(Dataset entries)
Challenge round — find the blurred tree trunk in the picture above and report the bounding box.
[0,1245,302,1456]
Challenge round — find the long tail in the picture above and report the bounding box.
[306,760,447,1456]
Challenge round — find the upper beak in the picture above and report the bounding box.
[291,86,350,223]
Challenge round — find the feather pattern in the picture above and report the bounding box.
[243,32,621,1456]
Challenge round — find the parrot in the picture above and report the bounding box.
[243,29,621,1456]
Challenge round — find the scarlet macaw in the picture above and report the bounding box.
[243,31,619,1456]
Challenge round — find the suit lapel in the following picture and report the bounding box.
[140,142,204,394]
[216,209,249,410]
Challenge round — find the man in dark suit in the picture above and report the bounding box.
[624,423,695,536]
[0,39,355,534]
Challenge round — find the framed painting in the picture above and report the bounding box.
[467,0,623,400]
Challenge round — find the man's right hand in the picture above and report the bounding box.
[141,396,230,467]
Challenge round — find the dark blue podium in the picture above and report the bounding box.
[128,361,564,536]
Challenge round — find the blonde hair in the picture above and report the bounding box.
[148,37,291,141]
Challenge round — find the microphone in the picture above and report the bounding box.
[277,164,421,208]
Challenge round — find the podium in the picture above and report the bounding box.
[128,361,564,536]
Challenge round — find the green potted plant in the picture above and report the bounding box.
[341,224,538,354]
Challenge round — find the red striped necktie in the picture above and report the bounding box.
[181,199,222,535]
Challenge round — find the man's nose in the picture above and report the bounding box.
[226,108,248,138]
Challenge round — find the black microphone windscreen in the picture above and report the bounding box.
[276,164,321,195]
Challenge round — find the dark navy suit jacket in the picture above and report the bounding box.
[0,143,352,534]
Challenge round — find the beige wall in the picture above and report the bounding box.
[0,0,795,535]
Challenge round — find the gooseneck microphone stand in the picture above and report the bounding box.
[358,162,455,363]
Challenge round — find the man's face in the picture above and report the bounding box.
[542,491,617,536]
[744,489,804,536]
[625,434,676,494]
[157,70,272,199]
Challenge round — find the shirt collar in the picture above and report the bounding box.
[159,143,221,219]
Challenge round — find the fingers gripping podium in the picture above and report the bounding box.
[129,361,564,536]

TASK TO COMPLETE
Copy out all of the lines above word for word.

FULL ANSWER
Challenge round — find the blurred tree trunk in the picture above and report the bounding box.
[0,1245,302,1456]
Challenge round — find the long tail in the picture above and report the bounding box.
[306,760,447,1456]
Challenge round — find the upper beak in the picture above and report the bounding box.
[291,86,350,223]
Challenge round — find the feather pattern in the picture above and report the bounding box.
[243,32,621,1456]
Challenge round — find the parrot in the picture above and report the bounding box.
[243,29,621,1456]
Challenge round — find the scarlet macaw in the picture above and report the bounding box.
[243,31,619,1456]
Challenge round — find the suit lapel in the following picture and report the bounding box.
[140,142,204,394]
[216,209,249,410]
Challenge round — find the man in dark suit in the picture above and report the bounding box.
[624,423,695,536]
[0,39,355,534]
Challenge round — find the framed painting in the picture above and report the bounding box.
[467,0,623,400]
Challenge round — find the man's right hand in the picture above and report the bounding box.
[141,396,230,467]
Challenge round — find the dark blue podium in the picture above and report the bounding box.
[128,361,564,536]
Challenge round — find the blonde hair in the picture above and report the bounding box.
[148,37,291,141]
Challenge round — find the microphone in the picture above and report the bounding box.
[277,164,421,208]
Challenge round — find the podium in the picture above and report the bounding box.
[128,361,564,536]
Challenge round — find the green potted plant in the picture above and report the bounding box.
[341,224,538,354]
Challenge round — find the red striped necktie in the picture above and report the bounding box.
[181,199,222,535]
Challenge round — find the man's nose in the picture above and report the bounding box.
[226,108,248,138]
Challenge round — find the black microphone windscreen in the picture above and report the bounding box.
[276,164,321,195]
Challenge round — find the dark navy suit jacket in the picture above and report the bounding box.
[0,143,352,534]
Challenge round — find the beige wall in the picture above and report the bounding box.
[0,0,795,535]
Challenge round — find the gooseneck microphone stand in the picture above and report the bounding box.
[358,162,455,363]
Challenge round — find the man's face in the picture above and report the bounding box.
[542,491,617,536]
[744,489,804,536]
[625,434,676,494]
[157,70,272,199]
Challenge round — find the shirt collar in the picture above and report the bounding box.
[159,143,221,219]
Challenge round — find the fingers gripping podium in the picture above and report the bounding box.
[129,361,564,536]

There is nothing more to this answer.